DIRECTIVE — Copy the listing below, swapping every occurrence of "drop a point on" for "mark" and leaving all other text unchanged.

DATA RECORDS —
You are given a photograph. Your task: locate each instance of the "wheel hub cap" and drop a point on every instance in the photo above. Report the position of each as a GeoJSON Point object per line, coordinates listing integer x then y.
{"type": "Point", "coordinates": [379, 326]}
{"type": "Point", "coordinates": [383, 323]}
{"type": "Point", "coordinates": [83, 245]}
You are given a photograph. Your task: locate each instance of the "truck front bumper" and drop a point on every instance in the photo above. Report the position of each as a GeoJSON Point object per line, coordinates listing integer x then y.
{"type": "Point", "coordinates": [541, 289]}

EXERCISE RESPONSE —
You are given a photograph. Your task: locate each instance of the "wheel hub cap" and mark every instance in the photo above. Report the position of each as a GeoJSON Point object per line, coordinates listing integer x then y.
{"type": "Point", "coordinates": [379, 326]}
{"type": "Point", "coordinates": [383, 323]}
{"type": "Point", "coordinates": [83, 245]}
You are given a photograph. Your task: locate each instance of the "truck front bumper" and mark every instance in the photo above. Report the position of each as a GeoJSON Point object per line, coordinates listing integer x then y.
{"type": "Point", "coordinates": [541, 289]}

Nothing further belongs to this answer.